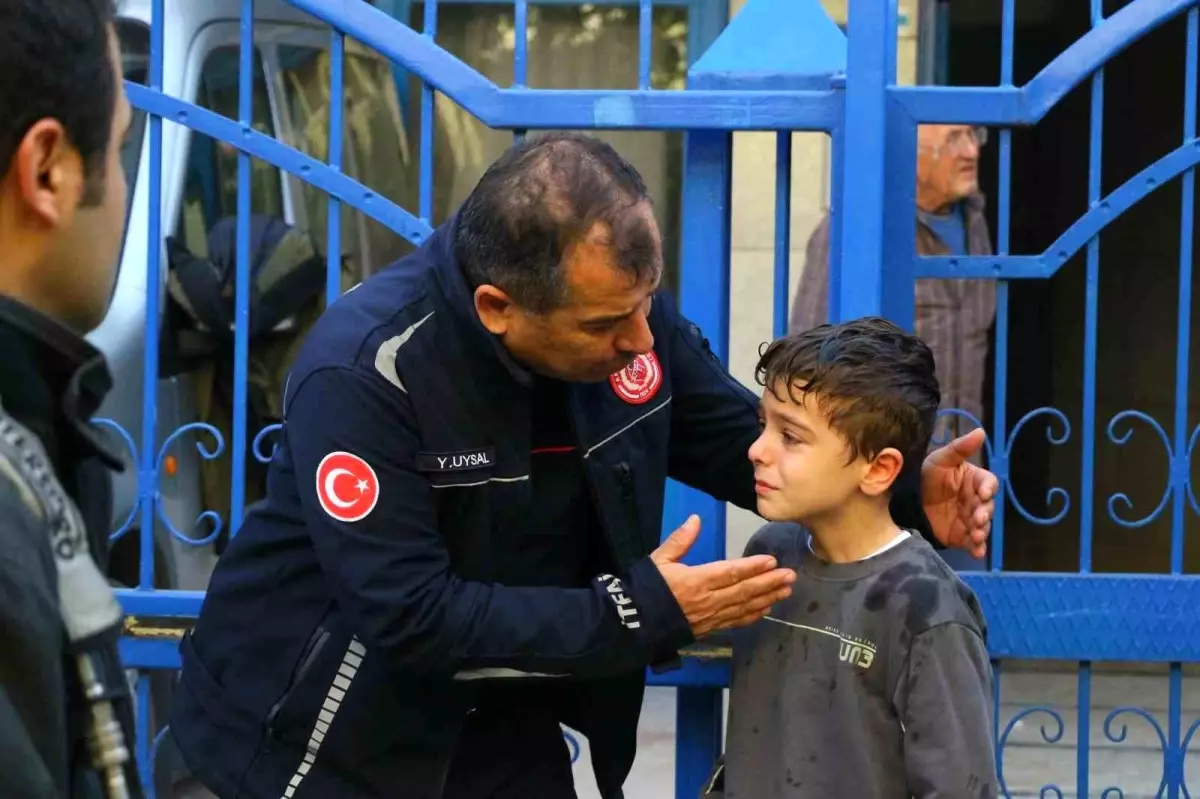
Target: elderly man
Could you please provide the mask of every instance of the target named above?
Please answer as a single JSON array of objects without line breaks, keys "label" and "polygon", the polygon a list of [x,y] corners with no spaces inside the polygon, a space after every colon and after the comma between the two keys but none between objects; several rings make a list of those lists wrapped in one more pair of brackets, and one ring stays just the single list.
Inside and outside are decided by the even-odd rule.
[{"label": "elderly man", "polygon": [[[986,128],[922,125],[917,132],[917,252],[922,256],[989,256],[991,241],[979,193],[979,149]],[[996,284],[985,280],[918,280],[916,334],[937,359],[942,408],[983,421],[988,330],[996,317]],[[809,238],[791,332],[827,322],[829,313],[829,217]],[[947,419],[954,432],[973,427]]]},{"label": "elderly man", "polygon": [[[979,149],[988,128],[922,125],[917,131],[917,252],[922,256],[989,256],[991,240],[979,192]],[[792,301],[791,332],[810,330],[829,314],[829,216],[809,238],[800,284]],[[916,332],[937,360],[941,408],[964,410],[983,422],[988,331],[996,317],[996,284],[986,280],[918,280]],[[941,438],[974,423],[943,416]],[[943,439],[944,440],[944,439]],[[979,456],[973,458],[979,462]],[[980,569],[962,552],[943,557],[956,569]]]},{"label": "elderly man", "polygon": [[[330,307],[268,498],[182,642],[172,728],[210,789],[566,799],[565,723],[623,795],[646,667],[794,579],[766,555],[685,565],[695,518],[660,543],[667,476],[755,507],[758,435],[756,397],[661,276],[641,176],[557,134]],[[982,552],[980,445],[930,456],[902,523]]]}]

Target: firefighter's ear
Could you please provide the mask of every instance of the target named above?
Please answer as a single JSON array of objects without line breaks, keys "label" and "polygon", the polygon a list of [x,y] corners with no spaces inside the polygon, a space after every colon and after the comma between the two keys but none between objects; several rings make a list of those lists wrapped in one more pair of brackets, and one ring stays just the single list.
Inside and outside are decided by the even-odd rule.
[{"label": "firefighter's ear", "polygon": [[484,284],[475,289],[475,313],[493,336],[503,336],[512,324],[517,304],[494,286]]},{"label": "firefighter's ear", "polygon": [[12,184],[36,224],[60,227],[74,216],[83,192],[83,158],[55,119],[34,122],[12,156]]}]

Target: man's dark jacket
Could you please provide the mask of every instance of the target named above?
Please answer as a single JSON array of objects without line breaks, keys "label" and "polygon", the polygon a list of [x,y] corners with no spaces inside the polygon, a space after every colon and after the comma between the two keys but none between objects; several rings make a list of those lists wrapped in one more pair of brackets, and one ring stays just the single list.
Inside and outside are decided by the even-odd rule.
[{"label": "man's dark jacket", "polygon": [[659,294],[658,391],[569,390],[614,576],[510,584],[532,378],[480,324],[452,251],[451,221],[338,299],[298,356],[268,499],[181,645],[172,729],[222,799],[434,799],[481,686],[504,679],[577,686],[570,726],[620,797],[644,668],[692,639],[648,558],[666,479],[754,507],[757,400]]},{"label": "man's dark jacket", "polygon": [[[89,549],[106,570],[112,522],[109,469],[120,461],[91,425],[110,386],[103,356],[74,332],[0,298],[0,414],[20,445],[0,445],[0,797],[98,799],[85,733],[86,705],[59,603],[50,519],[28,469],[49,461],[88,530]],[[11,427],[14,421],[19,428]],[[34,441],[36,439],[36,443]],[[130,751],[130,697],[115,632],[92,642]],[[127,779],[137,785],[132,765]]]}]

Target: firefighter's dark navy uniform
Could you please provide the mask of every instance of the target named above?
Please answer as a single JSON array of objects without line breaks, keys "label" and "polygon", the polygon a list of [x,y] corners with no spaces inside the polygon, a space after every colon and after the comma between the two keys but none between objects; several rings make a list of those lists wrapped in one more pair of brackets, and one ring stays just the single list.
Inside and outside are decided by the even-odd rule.
[{"label": "firefighter's dark navy uniform", "polygon": [[480,324],[452,226],[311,332],[182,642],[172,729],[223,799],[536,799],[505,774],[569,783],[559,722],[620,797],[644,669],[691,641],[648,558],[666,479],[754,507],[757,398],[670,295],[653,353],[542,379]]}]

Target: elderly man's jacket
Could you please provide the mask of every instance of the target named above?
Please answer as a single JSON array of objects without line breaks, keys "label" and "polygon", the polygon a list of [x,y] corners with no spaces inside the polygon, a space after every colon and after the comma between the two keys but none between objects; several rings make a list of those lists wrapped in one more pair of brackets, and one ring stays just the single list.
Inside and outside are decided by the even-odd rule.
[{"label": "elderly man's jacket", "polygon": [[[984,198],[964,200],[966,247],[971,256],[990,256],[991,239],[984,217]],[[948,254],[946,244],[917,220],[917,254]],[[988,358],[988,331],[996,318],[996,283],[990,280],[922,278],[913,296],[914,331],[934,350],[942,388],[943,409],[956,408],[983,421],[983,388]],[[810,330],[829,314],[829,217],[809,238],[804,271],[792,301],[788,329]],[[955,420],[952,420],[955,421]],[[958,420],[965,422],[965,420]],[[973,428],[955,423],[954,434]]]},{"label": "elderly man's jacket", "polygon": [[498,680],[574,686],[564,722],[620,797],[644,669],[691,641],[648,558],[666,479],[754,507],[757,400],[660,294],[653,355],[568,392],[607,573],[522,583],[532,378],[475,316],[451,226],[311,332],[268,498],[181,644],[172,729],[223,799],[439,797]]}]

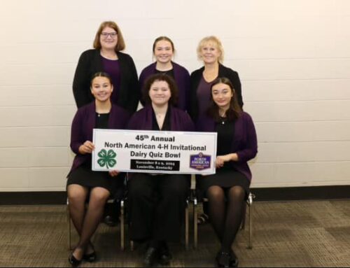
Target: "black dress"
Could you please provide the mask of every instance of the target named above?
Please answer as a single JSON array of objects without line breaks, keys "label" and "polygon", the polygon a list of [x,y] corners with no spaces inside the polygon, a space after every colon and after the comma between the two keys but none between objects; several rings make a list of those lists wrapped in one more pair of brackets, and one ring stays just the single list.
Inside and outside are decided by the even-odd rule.
[{"label": "black dress", "polygon": [[[217,155],[223,155],[232,152],[232,136],[234,134],[234,121],[227,121],[225,118],[216,124],[215,131],[218,133]],[[216,169],[216,173],[208,176],[197,176],[197,185],[200,189],[200,195],[205,196],[206,190],[213,185],[218,185],[223,188],[230,188],[232,186],[241,186],[248,196],[250,182],[241,173],[237,171],[232,165],[232,162],[225,162],[223,167]]]},{"label": "black dress", "polygon": [[[95,128],[107,129],[109,113],[96,113]],[[111,177],[106,171],[93,171],[92,169],[92,157],[89,160],[71,172],[68,177],[66,185],[78,184],[88,188],[102,187],[113,195],[117,189],[123,185],[123,175],[118,174],[116,177]]]},{"label": "black dress", "polygon": [[[153,113],[153,130],[171,130],[170,107],[162,128]],[[128,184],[130,237],[134,241],[177,241],[190,189],[184,174],[132,174]]]}]

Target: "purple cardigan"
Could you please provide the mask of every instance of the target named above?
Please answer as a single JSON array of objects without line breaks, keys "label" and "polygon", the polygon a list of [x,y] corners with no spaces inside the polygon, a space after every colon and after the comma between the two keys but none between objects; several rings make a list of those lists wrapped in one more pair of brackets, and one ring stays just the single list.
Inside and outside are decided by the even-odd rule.
[{"label": "purple cardigan", "polygon": [[[152,106],[148,105],[136,112],[129,122],[128,129],[152,130],[153,117]],[[195,125],[190,115],[183,111],[172,106],[170,110],[170,124],[172,131],[192,132]]]},{"label": "purple cardigan", "polygon": [[[201,116],[197,125],[198,131],[215,132],[215,122],[207,115]],[[251,181],[251,172],[247,162],[255,157],[258,153],[258,141],[254,123],[247,113],[242,112],[234,122],[231,151],[236,153],[239,159],[237,162],[232,162],[233,167]]]},{"label": "purple cardigan", "polygon": [[[113,104],[108,118],[108,128],[124,129],[126,128],[129,113],[122,108]],[[71,148],[76,153],[71,171],[76,169],[85,161],[90,160],[91,155],[81,155],[79,147],[86,141],[92,141],[92,129],[96,122],[96,107],[94,101],[80,108],[73,119],[71,131]],[[68,175],[69,175],[69,174]]]},{"label": "purple cardigan", "polygon": [[[178,100],[177,107],[183,111],[188,110],[190,99],[190,73],[182,66],[172,62],[174,68],[174,78],[178,88]],[[146,80],[155,73],[156,62],[154,62],[142,70],[139,79],[140,91],[142,92]],[[144,101],[141,101],[144,104]]]}]

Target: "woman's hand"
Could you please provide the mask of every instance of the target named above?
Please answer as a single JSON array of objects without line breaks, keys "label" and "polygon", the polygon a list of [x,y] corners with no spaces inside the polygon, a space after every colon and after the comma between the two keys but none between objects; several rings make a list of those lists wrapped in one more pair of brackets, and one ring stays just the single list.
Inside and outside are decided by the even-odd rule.
[{"label": "woman's hand", "polygon": [[111,177],[115,177],[115,176],[118,176],[118,174],[119,174],[119,171],[118,170],[110,170],[109,171],[109,175],[111,176]]},{"label": "woman's hand", "polygon": [[220,169],[222,167],[225,163],[225,157],[224,155],[218,155],[216,157],[216,160],[215,160],[215,165],[217,169]]},{"label": "woman's hand", "polygon": [[91,153],[94,150],[94,145],[90,141],[86,141],[79,146],[79,153],[82,155]]},{"label": "woman's hand", "polygon": [[238,161],[238,155],[237,153],[229,153],[224,155],[218,155],[215,160],[215,165],[217,169],[223,167],[225,162],[229,161]]}]

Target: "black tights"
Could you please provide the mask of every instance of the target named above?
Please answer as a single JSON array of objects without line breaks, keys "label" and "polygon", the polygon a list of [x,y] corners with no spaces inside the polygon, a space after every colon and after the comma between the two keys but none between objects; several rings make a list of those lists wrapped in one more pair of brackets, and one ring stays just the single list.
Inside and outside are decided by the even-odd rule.
[{"label": "black tights", "polygon": [[227,190],[211,186],[206,190],[210,222],[221,243],[221,250],[229,251],[241,222],[246,192],[241,186]]},{"label": "black tights", "polygon": [[[74,255],[80,260],[88,251],[88,246],[92,247],[90,239],[99,226],[104,213],[104,206],[109,197],[109,192],[102,188],[94,188],[90,191],[90,200],[85,211],[85,202],[89,190],[81,185],[71,184],[67,189],[69,200],[69,213],[80,239]],[[93,251],[93,248],[90,248]]]}]

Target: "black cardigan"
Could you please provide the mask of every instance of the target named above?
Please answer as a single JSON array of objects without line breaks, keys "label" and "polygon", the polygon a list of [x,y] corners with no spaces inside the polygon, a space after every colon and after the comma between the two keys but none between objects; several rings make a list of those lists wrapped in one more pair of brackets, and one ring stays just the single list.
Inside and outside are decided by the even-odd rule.
[{"label": "black cardigan", "polygon": [[[193,120],[196,122],[200,115],[198,108],[198,99],[197,97],[197,90],[200,85],[200,80],[203,75],[204,67],[202,67],[197,70],[194,71],[191,73],[191,89],[190,92],[190,109],[188,113]],[[243,107],[243,99],[241,96],[241,81],[238,76],[238,73],[232,69],[225,67],[221,64],[219,64],[219,71],[218,77],[225,77],[228,78],[233,85],[236,96],[237,97],[238,104]]]},{"label": "black cardigan", "polygon": [[[140,99],[135,64],[127,54],[118,52],[117,55],[120,66],[120,87],[115,104],[123,107],[132,114],[137,108]],[[78,108],[94,99],[90,83],[92,76],[98,71],[104,71],[100,50],[91,49],[83,52],[79,58],[73,81],[73,93]]]}]

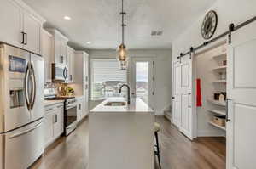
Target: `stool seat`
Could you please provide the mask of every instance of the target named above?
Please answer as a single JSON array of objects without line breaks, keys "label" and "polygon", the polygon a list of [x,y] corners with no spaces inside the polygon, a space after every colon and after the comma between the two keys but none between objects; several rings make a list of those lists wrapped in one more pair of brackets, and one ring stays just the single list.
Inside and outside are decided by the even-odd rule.
[{"label": "stool seat", "polygon": [[160,124],[157,122],[154,122],[154,132],[160,131]]}]

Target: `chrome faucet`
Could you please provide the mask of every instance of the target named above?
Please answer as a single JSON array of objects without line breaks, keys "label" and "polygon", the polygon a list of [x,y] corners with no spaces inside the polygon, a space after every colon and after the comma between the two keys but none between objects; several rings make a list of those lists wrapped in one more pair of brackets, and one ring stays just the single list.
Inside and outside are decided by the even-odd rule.
[{"label": "chrome faucet", "polygon": [[127,91],[127,104],[130,104],[130,98],[131,98],[131,96],[130,96],[130,87],[127,84],[123,84],[119,88],[119,93],[121,93],[123,87],[127,87],[127,90],[128,90]]}]

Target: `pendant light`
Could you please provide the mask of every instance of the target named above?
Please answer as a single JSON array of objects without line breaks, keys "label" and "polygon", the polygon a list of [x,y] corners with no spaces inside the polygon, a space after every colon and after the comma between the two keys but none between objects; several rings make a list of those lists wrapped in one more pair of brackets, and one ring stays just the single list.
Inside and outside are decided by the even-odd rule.
[{"label": "pendant light", "polygon": [[127,49],[125,45],[125,27],[126,25],[124,23],[124,17],[126,14],[124,12],[124,0],[122,0],[122,12],[120,12],[120,15],[122,15],[122,43],[118,48],[117,59],[120,63],[121,70],[126,70],[128,65],[128,56],[127,56]]}]

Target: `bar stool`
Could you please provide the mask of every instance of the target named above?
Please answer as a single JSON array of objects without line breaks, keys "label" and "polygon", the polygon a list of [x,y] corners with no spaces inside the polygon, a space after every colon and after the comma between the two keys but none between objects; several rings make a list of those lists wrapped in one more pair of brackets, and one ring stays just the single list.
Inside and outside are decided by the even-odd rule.
[{"label": "bar stool", "polygon": [[160,147],[159,147],[159,139],[158,139],[158,132],[160,131],[160,124],[154,122],[154,137],[155,137],[155,147],[156,150],[154,150],[154,155],[158,157],[159,166],[160,166]]}]

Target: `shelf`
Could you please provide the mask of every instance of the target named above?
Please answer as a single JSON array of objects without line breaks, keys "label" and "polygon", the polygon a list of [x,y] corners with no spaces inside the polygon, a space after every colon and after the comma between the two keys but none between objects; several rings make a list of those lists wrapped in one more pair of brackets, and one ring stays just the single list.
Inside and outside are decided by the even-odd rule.
[{"label": "shelf", "polygon": [[211,125],[212,125],[213,127],[218,127],[218,128],[221,129],[221,130],[226,131],[226,127],[225,127],[218,126],[218,125],[217,125],[217,124],[215,124],[215,123],[213,123],[213,122],[212,122],[212,121],[210,121],[209,124],[211,124]]},{"label": "shelf", "polygon": [[213,99],[208,99],[207,101],[213,104],[226,106],[226,102],[220,102],[220,101],[213,100]]},{"label": "shelf", "polygon": [[226,58],[226,57],[227,57],[227,54],[224,53],[224,54],[221,54],[215,55],[215,56],[213,56],[212,58],[213,58],[213,59],[219,59],[219,58]]},{"label": "shelf", "polygon": [[227,80],[216,80],[212,81],[212,82],[227,82]]},{"label": "shelf", "polygon": [[226,70],[227,69],[227,66],[226,65],[222,65],[222,66],[218,66],[214,69],[212,69],[213,71],[216,71],[216,70]]},{"label": "shelf", "polygon": [[226,116],[226,112],[224,110],[207,110],[211,113],[216,113],[218,115]]}]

-------------------------

* **Work required**: Please find every line in the listing above that contains the string "firefighter" and copy each of those lines in full. Matches must have the same capitalization.

* **Reply**:
Target: firefighter's ear
[{"label": "firefighter's ear", "polygon": [[484,284],[475,289],[475,313],[493,336],[503,336],[512,324],[517,304],[494,286]]},{"label": "firefighter's ear", "polygon": [[12,184],[36,224],[60,227],[74,216],[83,192],[83,158],[55,119],[34,122],[12,156]]}]
Target: firefighter's dark navy uniform
[{"label": "firefighter's dark navy uniform", "polygon": [[480,324],[452,226],[311,332],[182,642],[172,729],[223,799],[536,799],[505,774],[569,783],[559,722],[620,797],[644,669],[691,641],[648,558],[666,479],[754,507],[757,398],[670,295],[653,353],[542,379]]}]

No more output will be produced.